[Recorded data]
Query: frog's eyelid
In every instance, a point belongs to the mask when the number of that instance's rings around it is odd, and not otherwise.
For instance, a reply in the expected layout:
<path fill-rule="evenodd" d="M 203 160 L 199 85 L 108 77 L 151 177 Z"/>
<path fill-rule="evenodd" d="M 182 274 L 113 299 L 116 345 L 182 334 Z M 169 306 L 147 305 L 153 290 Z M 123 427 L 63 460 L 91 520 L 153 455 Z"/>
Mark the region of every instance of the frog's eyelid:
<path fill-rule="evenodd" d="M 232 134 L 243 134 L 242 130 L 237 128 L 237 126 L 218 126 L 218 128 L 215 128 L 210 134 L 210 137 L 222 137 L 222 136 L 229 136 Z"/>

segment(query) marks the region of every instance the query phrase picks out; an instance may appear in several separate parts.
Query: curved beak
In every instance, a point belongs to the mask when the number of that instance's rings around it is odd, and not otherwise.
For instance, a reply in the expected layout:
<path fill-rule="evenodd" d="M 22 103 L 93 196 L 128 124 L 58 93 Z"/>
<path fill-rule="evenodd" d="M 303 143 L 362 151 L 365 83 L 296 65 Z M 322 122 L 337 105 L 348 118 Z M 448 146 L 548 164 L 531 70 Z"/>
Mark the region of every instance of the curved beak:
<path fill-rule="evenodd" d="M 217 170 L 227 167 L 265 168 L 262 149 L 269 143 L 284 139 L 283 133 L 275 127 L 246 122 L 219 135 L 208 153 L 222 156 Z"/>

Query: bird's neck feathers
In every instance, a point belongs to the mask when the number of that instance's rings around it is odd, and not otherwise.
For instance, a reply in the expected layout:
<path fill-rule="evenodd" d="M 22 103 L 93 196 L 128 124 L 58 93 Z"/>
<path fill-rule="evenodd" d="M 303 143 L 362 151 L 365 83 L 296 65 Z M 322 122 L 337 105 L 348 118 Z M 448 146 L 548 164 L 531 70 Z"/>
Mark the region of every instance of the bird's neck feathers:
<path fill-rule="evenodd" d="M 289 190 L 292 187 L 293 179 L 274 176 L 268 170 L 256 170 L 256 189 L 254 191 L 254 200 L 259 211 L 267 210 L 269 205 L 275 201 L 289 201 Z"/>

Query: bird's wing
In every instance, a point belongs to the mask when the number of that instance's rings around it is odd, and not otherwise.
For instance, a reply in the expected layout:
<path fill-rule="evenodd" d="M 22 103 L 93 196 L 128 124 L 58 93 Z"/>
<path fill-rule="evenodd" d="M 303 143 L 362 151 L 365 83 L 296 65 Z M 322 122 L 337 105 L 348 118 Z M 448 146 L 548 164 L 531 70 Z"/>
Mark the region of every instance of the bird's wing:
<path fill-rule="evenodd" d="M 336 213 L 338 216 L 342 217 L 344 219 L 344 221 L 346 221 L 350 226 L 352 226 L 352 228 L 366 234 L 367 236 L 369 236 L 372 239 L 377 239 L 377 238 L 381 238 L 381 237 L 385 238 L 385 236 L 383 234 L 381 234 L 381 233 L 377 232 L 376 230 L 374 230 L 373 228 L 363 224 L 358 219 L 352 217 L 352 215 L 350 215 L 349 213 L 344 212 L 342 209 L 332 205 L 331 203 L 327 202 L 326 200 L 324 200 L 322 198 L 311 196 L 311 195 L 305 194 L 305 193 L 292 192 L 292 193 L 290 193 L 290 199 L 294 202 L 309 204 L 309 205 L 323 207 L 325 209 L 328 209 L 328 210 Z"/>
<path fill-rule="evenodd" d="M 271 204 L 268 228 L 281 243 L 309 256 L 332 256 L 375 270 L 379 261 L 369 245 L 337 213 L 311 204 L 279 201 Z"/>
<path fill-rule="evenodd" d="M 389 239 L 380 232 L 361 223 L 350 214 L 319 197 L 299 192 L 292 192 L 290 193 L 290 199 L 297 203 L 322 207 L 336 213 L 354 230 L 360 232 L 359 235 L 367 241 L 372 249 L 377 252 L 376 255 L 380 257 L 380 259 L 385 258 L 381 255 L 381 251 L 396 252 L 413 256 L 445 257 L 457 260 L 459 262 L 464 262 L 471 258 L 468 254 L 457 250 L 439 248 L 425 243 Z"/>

**What is being asked:**
Every entry, from first to last, should be written out exactly.

**Expected output:**
Query: frog's eyelid
In every instance, a point belongs to the mask when the number of that instance's rings around it is odd, and not otherwise.
For instance, a reply in the expected layout:
<path fill-rule="evenodd" d="M 203 160 L 199 85 L 108 77 L 151 177 Z"/>
<path fill-rule="evenodd" d="M 182 274 L 113 299 L 116 345 L 182 334 Z M 169 306 L 147 305 L 153 290 Z M 123 427 L 63 460 L 91 520 L 153 455 Z"/>
Mark the region of every instance of the frog's eyelid:
<path fill-rule="evenodd" d="M 232 134 L 243 134 L 242 130 L 237 128 L 237 126 L 218 126 L 218 128 L 215 128 L 210 134 L 210 137 L 222 137 L 222 136 L 229 136 Z"/>

segment(query) marks the region of every instance the query phrase picks out; an instance may appear in several separate parts.
Query: curved beak
In every instance, a point belongs to the mask when the number of that instance's rings around it is odd, and not otherwise.
For instance, a reply in the expected layout:
<path fill-rule="evenodd" d="M 22 103 L 93 196 L 128 124 L 58 93 Z"/>
<path fill-rule="evenodd" d="M 303 143 L 362 151 L 365 83 L 296 65 Z M 322 122 L 337 105 L 348 118 Z M 448 146 L 548 164 L 531 70 Z"/>
Mark the region of every instance of the curved beak:
<path fill-rule="evenodd" d="M 217 170 L 227 167 L 265 168 L 262 149 L 269 143 L 284 139 L 283 133 L 275 127 L 246 122 L 219 135 L 208 153 L 222 156 Z"/>

Query: bird's neck feathers
In every instance, a point belongs to the mask when the number of that instance's rings around it is odd, and not otherwise.
For instance, a reply in the expected layout:
<path fill-rule="evenodd" d="M 22 103 L 93 196 L 128 124 L 58 93 Z"/>
<path fill-rule="evenodd" d="M 303 143 L 362 151 L 365 83 L 296 65 Z M 322 122 L 337 105 L 348 118 Z M 448 146 L 548 164 L 531 70 Z"/>
Mark the region of every instance of the bird's neck feathers:
<path fill-rule="evenodd" d="M 289 190 L 292 187 L 293 179 L 274 176 L 268 170 L 256 170 L 256 189 L 254 191 L 254 200 L 259 211 L 267 210 L 269 205 L 275 201 L 289 201 Z"/>

Query: bird's wing
In every instance, a point belongs to the mask when the number of that instance's rings around it is odd, and not otherwise.
For instance, a reply in the expected layout:
<path fill-rule="evenodd" d="M 22 103 L 93 196 L 128 124 L 58 93 Z"/>
<path fill-rule="evenodd" d="M 303 143 L 362 151 L 365 83 L 296 65 Z M 322 122 L 337 105 L 348 118 Z M 448 146 L 548 164 L 531 70 Z"/>
Mark the region of every instance of the bird's wing:
<path fill-rule="evenodd" d="M 336 213 L 338 216 L 342 217 L 344 219 L 344 221 L 346 221 L 350 226 L 352 226 L 352 228 L 366 234 L 367 236 L 369 236 L 372 239 L 377 239 L 377 238 L 381 238 L 381 237 L 385 238 L 385 236 L 383 234 L 381 234 L 381 233 L 377 232 L 376 230 L 374 230 L 373 228 L 363 224 L 358 219 L 352 217 L 352 215 L 350 215 L 349 213 L 344 212 L 342 209 L 332 205 L 331 203 L 327 202 L 326 200 L 324 200 L 322 198 L 311 196 L 311 195 L 305 194 L 305 193 L 292 192 L 292 193 L 290 193 L 290 199 L 294 202 L 309 204 L 309 205 L 323 207 L 325 209 L 328 209 L 328 210 Z"/>
<path fill-rule="evenodd" d="M 271 204 L 268 228 L 281 243 L 309 256 L 332 256 L 375 270 L 379 261 L 369 245 L 337 213 L 311 204 L 279 201 Z"/>
<path fill-rule="evenodd" d="M 389 239 L 380 232 L 361 223 L 350 214 L 319 197 L 299 192 L 292 192 L 290 193 L 290 199 L 297 203 L 322 207 L 336 213 L 354 230 L 360 232 L 359 235 L 367 241 L 372 249 L 377 252 L 376 255 L 380 257 L 380 259 L 385 258 L 381 255 L 381 251 L 396 252 L 413 256 L 445 257 L 457 260 L 459 262 L 464 262 L 471 258 L 468 254 L 457 250 L 439 248 L 425 243 Z"/>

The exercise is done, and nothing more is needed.